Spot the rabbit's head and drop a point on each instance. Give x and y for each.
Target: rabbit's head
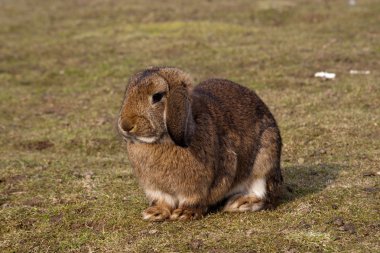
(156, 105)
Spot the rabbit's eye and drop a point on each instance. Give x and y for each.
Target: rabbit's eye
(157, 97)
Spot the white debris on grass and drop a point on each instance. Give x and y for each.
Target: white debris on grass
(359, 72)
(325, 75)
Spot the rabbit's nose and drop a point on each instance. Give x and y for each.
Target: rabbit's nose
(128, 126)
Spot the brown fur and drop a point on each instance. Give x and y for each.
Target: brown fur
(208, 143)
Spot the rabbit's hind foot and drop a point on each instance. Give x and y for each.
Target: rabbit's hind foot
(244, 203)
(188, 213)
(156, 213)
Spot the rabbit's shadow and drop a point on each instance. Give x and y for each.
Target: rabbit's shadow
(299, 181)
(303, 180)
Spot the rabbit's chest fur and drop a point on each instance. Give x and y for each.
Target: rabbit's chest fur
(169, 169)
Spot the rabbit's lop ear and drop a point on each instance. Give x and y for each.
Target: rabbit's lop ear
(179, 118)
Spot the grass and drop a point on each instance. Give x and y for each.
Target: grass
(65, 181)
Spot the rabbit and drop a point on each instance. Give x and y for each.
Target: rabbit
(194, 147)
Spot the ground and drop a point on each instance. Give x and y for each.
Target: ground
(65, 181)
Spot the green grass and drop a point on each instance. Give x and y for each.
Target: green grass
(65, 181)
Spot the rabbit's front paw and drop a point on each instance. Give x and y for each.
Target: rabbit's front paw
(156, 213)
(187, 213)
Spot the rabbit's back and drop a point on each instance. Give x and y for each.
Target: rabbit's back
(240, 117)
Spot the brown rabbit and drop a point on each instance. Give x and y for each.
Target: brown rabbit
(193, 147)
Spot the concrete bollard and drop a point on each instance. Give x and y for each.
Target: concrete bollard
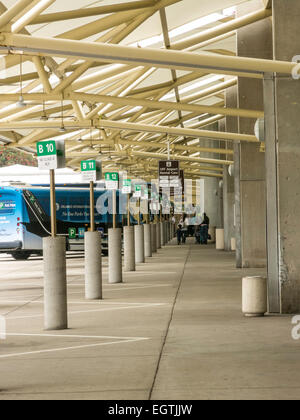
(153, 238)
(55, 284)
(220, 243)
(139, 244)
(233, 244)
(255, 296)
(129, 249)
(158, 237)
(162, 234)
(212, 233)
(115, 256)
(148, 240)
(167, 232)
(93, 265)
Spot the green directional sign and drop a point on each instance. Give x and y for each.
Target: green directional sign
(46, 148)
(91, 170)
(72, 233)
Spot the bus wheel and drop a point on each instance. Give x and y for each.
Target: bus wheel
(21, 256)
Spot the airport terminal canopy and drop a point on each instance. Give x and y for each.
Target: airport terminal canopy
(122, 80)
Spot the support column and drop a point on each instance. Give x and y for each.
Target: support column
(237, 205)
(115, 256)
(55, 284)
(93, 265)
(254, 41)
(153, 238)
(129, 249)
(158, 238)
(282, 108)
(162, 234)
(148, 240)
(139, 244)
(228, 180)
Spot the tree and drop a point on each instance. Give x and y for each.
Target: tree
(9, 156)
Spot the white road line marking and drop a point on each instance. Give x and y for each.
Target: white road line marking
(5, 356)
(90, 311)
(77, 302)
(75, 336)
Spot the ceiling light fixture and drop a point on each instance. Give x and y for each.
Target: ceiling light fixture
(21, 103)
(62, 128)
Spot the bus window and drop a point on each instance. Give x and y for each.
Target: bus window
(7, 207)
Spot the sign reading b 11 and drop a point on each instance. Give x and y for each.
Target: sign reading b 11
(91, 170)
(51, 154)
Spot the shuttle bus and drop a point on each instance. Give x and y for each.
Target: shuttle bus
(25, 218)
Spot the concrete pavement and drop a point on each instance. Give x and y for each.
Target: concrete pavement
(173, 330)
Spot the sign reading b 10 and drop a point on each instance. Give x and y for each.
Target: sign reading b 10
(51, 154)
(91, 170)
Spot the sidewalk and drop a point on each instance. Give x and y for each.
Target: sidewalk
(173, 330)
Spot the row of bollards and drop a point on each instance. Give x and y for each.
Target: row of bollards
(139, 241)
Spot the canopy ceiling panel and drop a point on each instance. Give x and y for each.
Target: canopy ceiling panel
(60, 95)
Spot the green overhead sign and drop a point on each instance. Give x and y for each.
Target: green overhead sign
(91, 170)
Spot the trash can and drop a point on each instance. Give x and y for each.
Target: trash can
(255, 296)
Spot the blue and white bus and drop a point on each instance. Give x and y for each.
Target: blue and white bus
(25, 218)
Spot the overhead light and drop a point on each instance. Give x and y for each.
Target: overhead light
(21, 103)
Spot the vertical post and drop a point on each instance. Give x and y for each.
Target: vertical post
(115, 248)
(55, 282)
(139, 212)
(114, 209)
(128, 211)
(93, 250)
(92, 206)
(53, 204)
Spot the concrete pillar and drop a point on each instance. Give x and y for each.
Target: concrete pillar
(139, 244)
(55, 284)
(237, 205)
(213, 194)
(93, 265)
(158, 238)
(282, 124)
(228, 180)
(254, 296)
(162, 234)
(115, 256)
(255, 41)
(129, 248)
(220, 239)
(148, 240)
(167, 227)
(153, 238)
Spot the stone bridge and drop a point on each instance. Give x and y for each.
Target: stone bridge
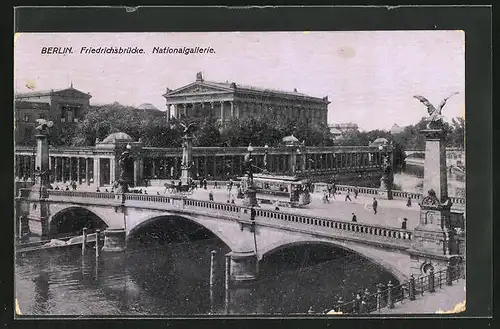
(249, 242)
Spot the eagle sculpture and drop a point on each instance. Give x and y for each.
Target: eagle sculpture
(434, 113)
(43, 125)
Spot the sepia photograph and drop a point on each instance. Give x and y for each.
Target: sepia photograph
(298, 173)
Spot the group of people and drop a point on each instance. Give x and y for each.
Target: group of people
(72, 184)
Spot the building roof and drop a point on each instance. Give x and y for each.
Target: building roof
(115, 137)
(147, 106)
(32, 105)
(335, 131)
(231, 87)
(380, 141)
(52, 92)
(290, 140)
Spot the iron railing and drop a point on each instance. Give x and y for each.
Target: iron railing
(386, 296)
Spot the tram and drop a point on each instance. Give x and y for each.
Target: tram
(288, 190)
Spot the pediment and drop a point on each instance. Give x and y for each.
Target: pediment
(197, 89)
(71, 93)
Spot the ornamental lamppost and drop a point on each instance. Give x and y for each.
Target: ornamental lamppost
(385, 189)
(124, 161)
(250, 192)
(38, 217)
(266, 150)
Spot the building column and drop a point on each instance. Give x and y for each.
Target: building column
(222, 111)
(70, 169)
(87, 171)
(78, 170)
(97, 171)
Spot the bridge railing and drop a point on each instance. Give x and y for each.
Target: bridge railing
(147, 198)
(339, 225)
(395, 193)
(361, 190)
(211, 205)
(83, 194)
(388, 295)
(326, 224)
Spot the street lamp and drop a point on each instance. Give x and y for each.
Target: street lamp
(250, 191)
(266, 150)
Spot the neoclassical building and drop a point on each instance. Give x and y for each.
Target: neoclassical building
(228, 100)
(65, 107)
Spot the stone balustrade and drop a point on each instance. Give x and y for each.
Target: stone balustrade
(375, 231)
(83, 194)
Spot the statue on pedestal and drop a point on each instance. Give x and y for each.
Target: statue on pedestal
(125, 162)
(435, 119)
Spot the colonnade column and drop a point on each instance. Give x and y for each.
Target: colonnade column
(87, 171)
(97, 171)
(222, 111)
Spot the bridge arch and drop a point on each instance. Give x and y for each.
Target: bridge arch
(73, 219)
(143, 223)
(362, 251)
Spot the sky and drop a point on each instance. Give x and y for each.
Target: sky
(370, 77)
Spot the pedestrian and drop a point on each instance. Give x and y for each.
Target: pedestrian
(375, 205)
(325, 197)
══════
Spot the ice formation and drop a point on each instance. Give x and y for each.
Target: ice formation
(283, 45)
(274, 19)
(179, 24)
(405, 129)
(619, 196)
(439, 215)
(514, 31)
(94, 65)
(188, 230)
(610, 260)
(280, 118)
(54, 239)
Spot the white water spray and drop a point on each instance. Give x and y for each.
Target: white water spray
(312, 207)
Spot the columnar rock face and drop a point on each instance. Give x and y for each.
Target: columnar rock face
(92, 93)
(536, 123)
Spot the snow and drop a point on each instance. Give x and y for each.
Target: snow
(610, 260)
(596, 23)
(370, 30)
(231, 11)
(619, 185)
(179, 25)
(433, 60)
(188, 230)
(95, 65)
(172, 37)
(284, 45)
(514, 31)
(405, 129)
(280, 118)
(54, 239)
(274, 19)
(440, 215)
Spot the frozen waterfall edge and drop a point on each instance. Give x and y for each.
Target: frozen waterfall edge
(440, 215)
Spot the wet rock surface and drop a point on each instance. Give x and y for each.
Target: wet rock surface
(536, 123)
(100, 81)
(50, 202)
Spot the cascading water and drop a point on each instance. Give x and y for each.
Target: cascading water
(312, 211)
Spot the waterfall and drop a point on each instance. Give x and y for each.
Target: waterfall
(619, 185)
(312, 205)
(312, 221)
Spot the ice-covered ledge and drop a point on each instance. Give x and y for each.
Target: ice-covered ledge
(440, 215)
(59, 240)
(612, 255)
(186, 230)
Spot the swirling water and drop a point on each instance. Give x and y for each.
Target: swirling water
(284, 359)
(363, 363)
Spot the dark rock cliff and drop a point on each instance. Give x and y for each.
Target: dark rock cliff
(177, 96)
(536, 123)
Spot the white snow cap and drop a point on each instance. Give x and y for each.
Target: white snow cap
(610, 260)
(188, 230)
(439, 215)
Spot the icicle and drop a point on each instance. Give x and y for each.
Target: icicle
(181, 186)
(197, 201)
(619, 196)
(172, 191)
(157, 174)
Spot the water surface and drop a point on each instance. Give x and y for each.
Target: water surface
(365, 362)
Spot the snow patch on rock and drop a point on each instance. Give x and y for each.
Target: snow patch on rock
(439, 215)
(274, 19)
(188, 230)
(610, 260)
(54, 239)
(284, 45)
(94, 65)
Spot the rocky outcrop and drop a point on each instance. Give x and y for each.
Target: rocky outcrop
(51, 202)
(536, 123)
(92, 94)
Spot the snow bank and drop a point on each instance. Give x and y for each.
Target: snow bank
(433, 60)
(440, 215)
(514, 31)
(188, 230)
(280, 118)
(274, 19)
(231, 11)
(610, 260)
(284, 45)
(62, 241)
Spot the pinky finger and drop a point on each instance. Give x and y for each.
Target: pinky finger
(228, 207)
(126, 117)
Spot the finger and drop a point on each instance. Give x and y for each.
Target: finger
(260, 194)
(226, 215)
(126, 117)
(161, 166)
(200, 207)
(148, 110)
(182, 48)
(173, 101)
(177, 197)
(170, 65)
══════
§ What to produce: Restate the lines above from the one containing "Target: stone bridge" through the one containing "Spot the bridge arch", inclusive, exactly and without pictures.

§ Answer below:
Target: stone bridge
(249, 242)
Spot the eagle sculpture and drop a point on each instance. Give x and y for each.
Target: eagle sculpture
(434, 113)
(43, 125)
Spot the sepia photograph and drop a point on each instance. Give x and y for each.
Target: sepia photograph
(298, 173)
Spot the group of people and drop a point on each instance. Give x and y for each.
Target: group of people
(72, 184)
Spot the building roof and drop a point on each instance. Give x and y for each.
Target: building roof
(115, 137)
(147, 106)
(32, 105)
(335, 131)
(231, 87)
(380, 141)
(52, 92)
(290, 140)
Spot the iron railing and drop a point on each instance. Give x and y for each.
Target: iron railing
(386, 296)
Spot the tram and drop a point on each instance. Give x and y for each.
Target: tram
(288, 190)
Spot the pediment and drop a point on each instance. Give x and y for each.
Target: pediment
(197, 89)
(71, 93)
Spot the ornamental lamppost and drop a point on each instance. Give x and y for each.
Target: ornamental lamppost
(385, 189)
(124, 161)
(250, 192)
(38, 217)
(266, 150)
Spot the building column and drop a point on each instance. Give x and y for each.
Target: building column
(222, 111)
(70, 169)
(87, 171)
(78, 170)
(97, 171)
Spot the bridge railing and drop a point on each instance. Give x and y for each.
Target: bridge railing
(147, 198)
(339, 225)
(395, 193)
(361, 190)
(211, 205)
(83, 194)
(388, 295)
(326, 224)
Spot the street lamp and drop a point on each instance. Give x and y for each.
Target: street lamp
(250, 191)
(266, 150)
Spot the neoclassical building and drop a point on each instance. Give x and y for each.
Target: neoclassical building
(228, 100)
(65, 107)
Spot the stone balustrade and drop a point on each instance. Give x and y for each.
Target: stone balustrade
(375, 231)
(83, 194)
Spot the statue on pedestal and drop a point on each instance. Give x and y for each.
Target: statue on pedestal
(125, 162)
(435, 119)
Spot the colonnade column and drop a point on each instance. Give x and y for each.
Target: colonnade column
(87, 171)
(97, 171)
(222, 111)
Spot the bridge arch and drop a point on each instance. Give x and y for each.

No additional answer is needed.